** WORK REQUIRED **
Output the lines below exactly, covering only the part that opens with the line containing "the sky, one per instance" and runs through the end of the lines, with both ends included.

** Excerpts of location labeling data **

· · · · · · ·

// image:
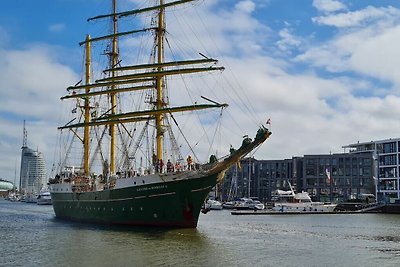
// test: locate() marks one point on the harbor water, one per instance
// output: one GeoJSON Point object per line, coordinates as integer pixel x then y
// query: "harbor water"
{"type": "Point", "coordinates": [32, 236]}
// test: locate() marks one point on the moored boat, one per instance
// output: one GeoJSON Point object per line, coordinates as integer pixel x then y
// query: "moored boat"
{"type": "Point", "coordinates": [213, 204]}
{"type": "Point", "coordinates": [167, 195]}
{"type": "Point", "coordinates": [289, 201]}
{"type": "Point", "coordinates": [44, 198]}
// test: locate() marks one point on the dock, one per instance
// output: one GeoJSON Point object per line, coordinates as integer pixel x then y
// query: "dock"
{"type": "Point", "coordinates": [372, 208]}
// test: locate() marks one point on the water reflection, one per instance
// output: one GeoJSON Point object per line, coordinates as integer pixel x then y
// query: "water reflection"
{"type": "Point", "coordinates": [33, 237]}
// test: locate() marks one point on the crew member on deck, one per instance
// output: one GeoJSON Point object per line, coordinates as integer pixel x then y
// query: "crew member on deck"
{"type": "Point", "coordinates": [170, 166]}
{"type": "Point", "coordinates": [189, 162]}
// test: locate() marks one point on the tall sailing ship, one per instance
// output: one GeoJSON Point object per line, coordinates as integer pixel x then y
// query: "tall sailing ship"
{"type": "Point", "coordinates": [143, 179]}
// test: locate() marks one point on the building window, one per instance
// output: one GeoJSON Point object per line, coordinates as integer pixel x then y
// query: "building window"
{"type": "Point", "coordinates": [387, 172]}
{"type": "Point", "coordinates": [387, 160]}
{"type": "Point", "coordinates": [389, 147]}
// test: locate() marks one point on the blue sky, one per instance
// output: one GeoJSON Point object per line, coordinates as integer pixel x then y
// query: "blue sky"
{"type": "Point", "coordinates": [325, 71]}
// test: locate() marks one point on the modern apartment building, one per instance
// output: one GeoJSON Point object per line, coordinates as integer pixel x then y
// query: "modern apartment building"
{"type": "Point", "coordinates": [326, 177]}
{"type": "Point", "coordinates": [33, 171]}
{"type": "Point", "coordinates": [386, 164]}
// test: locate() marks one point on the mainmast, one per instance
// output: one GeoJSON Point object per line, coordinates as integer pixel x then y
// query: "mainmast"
{"type": "Point", "coordinates": [160, 81]}
{"type": "Point", "coordinates": [87, 107]}
{"type": "Point", "coordinates": [139, 77]}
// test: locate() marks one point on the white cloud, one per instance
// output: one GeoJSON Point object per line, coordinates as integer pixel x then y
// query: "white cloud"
{"type": "Point", "coordinates": [288, 40]}
{"type": "Point", "coordinates": [59, 27]}
{"type": "Point", "coordinates": [359, 18]}
{"type": "Point", "coordinates": [366, 50]}
{"type": "Point", "coordinates": [328, 6]}
{"type": "Point", "coordinates": [310, 114]}
{"type": "Point", "coordinates": [245, 6]}
{"type": "Point", "coordinates": [32, 82]}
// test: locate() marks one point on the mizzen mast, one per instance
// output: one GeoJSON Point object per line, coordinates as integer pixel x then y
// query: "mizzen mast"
{"type": "Point", "coordinates": [86, 131]}
{"type": "Point", "coordinates": [113, 98]}
{"type": "Point", "coordinates": [160, 82]}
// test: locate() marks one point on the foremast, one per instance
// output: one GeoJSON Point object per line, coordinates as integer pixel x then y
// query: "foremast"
{"type": "Point", "coordinates": [160, 82]}
{"type": "Point", "coordinates": [150, 76]}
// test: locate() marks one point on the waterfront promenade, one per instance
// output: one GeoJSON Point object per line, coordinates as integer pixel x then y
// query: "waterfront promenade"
{"type": "Point", "coordinates": [31, 236]}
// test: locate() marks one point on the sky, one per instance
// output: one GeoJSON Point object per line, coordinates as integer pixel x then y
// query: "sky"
{"type": "Point", "coordinates": [326, 72]}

· · · · · · ·

** ANSWER FOR THIS EXERCISE **
// test: locate() marks one point on the sky, one per instance
// output: one GeoJSON Point object per line, coordinates as integer pixel x then y
// query: "sky"
{"type": "Point", "coordinates": [326, 72]}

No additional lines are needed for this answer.